DIRECTION. Reproduce the data below with every instance of "tight box" replaced by "close-fitting box" and all other text left unchanged. Omit the pictures from your answer.

GIVEN RECORDS.

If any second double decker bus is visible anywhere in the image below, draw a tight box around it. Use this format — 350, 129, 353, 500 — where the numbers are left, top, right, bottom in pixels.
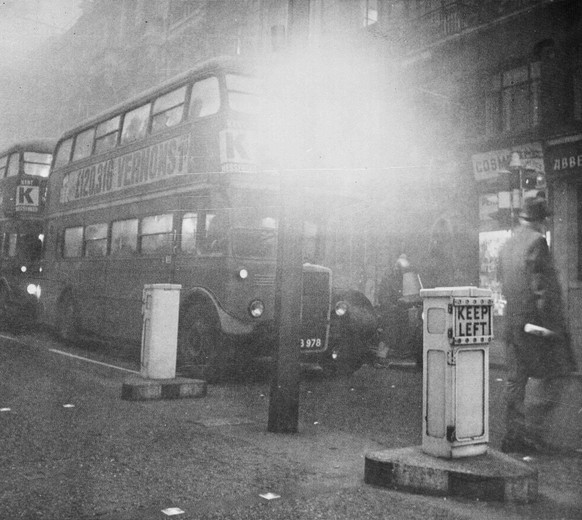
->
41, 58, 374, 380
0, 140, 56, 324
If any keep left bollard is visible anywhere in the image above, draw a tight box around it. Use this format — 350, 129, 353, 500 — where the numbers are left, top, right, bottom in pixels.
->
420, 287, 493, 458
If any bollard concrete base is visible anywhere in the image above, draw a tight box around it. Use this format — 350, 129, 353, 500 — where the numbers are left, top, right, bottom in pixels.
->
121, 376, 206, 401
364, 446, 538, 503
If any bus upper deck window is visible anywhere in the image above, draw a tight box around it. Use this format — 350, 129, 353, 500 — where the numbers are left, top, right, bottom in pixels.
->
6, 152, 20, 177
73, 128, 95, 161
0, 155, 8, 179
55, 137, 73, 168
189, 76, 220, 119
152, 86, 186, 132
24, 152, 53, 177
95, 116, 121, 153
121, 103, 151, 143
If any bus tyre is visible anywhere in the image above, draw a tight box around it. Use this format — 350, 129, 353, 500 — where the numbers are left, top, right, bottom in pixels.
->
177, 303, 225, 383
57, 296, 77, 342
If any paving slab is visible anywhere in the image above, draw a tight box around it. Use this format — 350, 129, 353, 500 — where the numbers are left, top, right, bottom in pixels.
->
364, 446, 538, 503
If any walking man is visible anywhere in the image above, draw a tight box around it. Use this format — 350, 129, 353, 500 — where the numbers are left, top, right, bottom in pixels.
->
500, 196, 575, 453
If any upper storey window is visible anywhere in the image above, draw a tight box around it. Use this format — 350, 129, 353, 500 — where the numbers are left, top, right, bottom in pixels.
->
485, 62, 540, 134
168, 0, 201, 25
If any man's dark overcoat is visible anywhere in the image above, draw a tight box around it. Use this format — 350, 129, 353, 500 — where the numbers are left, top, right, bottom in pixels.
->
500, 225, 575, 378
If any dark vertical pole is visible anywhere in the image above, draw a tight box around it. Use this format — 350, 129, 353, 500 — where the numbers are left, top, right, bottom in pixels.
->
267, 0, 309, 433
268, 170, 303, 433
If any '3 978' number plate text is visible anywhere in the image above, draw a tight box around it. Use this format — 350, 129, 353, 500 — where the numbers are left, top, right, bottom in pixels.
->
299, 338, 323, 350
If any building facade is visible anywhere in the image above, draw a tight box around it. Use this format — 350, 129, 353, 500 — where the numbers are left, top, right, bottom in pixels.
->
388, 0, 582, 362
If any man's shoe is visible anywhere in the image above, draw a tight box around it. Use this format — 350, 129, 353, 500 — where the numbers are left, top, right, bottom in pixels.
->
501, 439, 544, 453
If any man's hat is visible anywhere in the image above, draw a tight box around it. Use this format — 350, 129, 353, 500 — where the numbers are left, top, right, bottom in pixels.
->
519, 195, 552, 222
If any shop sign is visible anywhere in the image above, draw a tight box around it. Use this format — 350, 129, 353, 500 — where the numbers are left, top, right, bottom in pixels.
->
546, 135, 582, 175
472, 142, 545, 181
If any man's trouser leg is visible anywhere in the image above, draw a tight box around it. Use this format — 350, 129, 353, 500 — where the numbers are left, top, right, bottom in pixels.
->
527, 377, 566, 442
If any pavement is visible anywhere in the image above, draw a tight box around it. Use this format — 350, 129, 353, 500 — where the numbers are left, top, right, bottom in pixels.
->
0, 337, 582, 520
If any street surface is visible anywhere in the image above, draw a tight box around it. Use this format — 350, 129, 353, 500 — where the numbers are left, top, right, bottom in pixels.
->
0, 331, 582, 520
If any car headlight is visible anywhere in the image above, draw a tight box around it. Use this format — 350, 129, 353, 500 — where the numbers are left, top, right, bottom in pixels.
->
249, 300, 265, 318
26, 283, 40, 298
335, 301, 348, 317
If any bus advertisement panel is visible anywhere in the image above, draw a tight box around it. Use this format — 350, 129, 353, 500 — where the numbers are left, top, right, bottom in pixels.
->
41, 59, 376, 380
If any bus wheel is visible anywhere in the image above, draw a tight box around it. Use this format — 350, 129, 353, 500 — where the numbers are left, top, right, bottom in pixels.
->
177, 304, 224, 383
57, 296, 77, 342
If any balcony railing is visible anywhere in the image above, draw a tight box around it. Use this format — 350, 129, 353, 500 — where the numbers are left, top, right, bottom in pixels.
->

EXERCISE ANSWER.
If any second double decker bus is visible anywhere in the image below, draw a close-fitting box around it. Use this format — 350, 129, 353, 500 — where the numbers are left, top, right, bottom in pixels.
->
41, 58, 374, 380
0, 140, 56, 324
If any keep left bollard is visible anywhere in the image above, draw a close-fitting box around it. Use this format — 350, 129, 353, 500 — where the numbers are left, top, right, bottom in pixels.
->
420, 287, 493, 458
If any bollard concrete base is visible anywhere in the image above, draw a close-fitting box around it. Use this format — 350, 129, 353, 500 — where the numbers are left, top, right, bottom in pixels.
->
121, 376, 206, 401
364, 446, 538, 503
If any bus upper deck window is visible anywhere in the image above, draw a close-fitting box around it. Use this format — 350, 129, 353, 500 — where the numbers are left, top, right, bottom in pixels.
->
6, 152, 20, 177
73, 128, 95, 161
0, 155, 8, 179
55, 137, 73, 168
189, 76, 220, 119
152, 86, 186, 132
24, 152, 53, 177
95, 116, 121, 153
121, 103, 151, 143
If any bus tyre is visible anywhere in the image above, draw a close-fitting box around it. Use this format — 350, 129, 353, 500 — where the numbers are left, top, right, bottom in pixels.
->
177, 303, 225, 383
57, 296, 77, 342
If any paving slab is visible anywhere in the image above, draw a close-fitting box around it. Use this format — 350, 129, 353, 500 — where the numbers are left, top, right, bottom in pixels.
->
364, 446, 538, 503
If any walking man is visible anywhere in the image above, draw a close-fitting box around it. Use this format — 350, 129, 353, 500 — where the numbers are left, top, right, bottom in pixels.
->
500, 196, 575, 453
If any upper storey window is visible anywhere in the image above, draw a close-fitting box around it. Use this format — 350, 129, 353, 500 — where the numbers are left, top, right, bottom in pixels.
->
485, 62, 540, 134
168, 0, 201, 25
If any man's dark overcoat is visible anywhere in the image above, draw a close-fitting box around it. Use this format — 350, 129, 353, 500 — where the numbers are left, top, right, bottom in pixels.
->
500, 225, 575, 378
If any dark vertical pole is visible anywhere in the image above, draw a close-fitting box around it. Use this format — 350, 129, 353, 500 — where the numbers are left, top, right, bottom in pixels.
->
267, 0, 309, 433
268, 170, 303, 433
If any '3 978' number plate text is visible anywhere in the image above, draw a close-fitting box around it. Use this format — 350, 129, 353, 500 — where the numbers are left, top, right, bottom in pixels.
->
299, 338, 323, 350
If any building facade is visible anywhere in the image above, draw a close-fitting box around it. Use this format — 350, 129, 353, 500 — where the numbers are left, top, right, bottom in pixels.
->
388, 0, 582, 362
If any man's shoe is visible anywhere in the image above, draw a close-fitting box around it. Use this format — 350, 129, 353, 500 — where the numbers are left, top, right, bottom in pixels.
->
501, 439, 544, 453
If any man's hat is visible anywhere in the image above, draw a close-fitting box around it. Use this format — 350, 129, 353, 500 — where the numbers are left, top, right, bottom in pixels.
->
519, 195, 552, 222
If any shop sign is visible anywhere in the image above, draw a close-fitting box around it. Use this format — 350, 129, 353, 500 — where the numbers are left, top, right, bottom in pixels.
->
546, 135, 582, 175
472, 142, 545, 181
If any man's trouser leg is visible anywhere in the image above, draw a close-fitting box around it. Use this format — 350, 129, 353, 500 — where the numbers are left, top, right, bottom in pixels.
->
527, 377, 566, 442
If any pavement is visible anywhere in the image above, draw a close-fitting box around it. Use this format — 350, 129, 353, 500 — where the numbers are left, top, right, bottom in pixels.
->
0, 337, 582, 520
If any street surface is visible anywhere in the image above, draw a close-fitting box around it. Use this format — 350, 129, 353, 500 — where the numbers are left, top, right, bottom in pixels.
->
0, 331, 582, 520
If any car headlight is visible anywhere in the image above, draw a close-fitting box around it. Use this format — 350, 129, 353, 500 — where the numbers are left, top, right, bottom in pixels.
->
249, 300, 265, 318
26, 283, 40, 298
335, 301, 348, 317
If any bus advertisement panel is visible anywhere in the image above, draw a close-fitting box around it. Use this format — 350, 129, 353, 500 — where the numbers are left, top, right, bottom in pixels.
->
41, 59, 376, 380
If any bus wheel is visible anywhere in the image above, draw a close-fitting box around it. Use this format — 350, 129, 353, 500 — where the numbers are left, top, right, bottom in pixels.
->
177, 304, 224, 383
57, 296, 77, 342
If any balcony railing is visible anywhere in the image above, draw a close-fitting box around it. Use this format — 350, 129, 353, 500 — where the numbers are left, top, right, bottom in pixels.
->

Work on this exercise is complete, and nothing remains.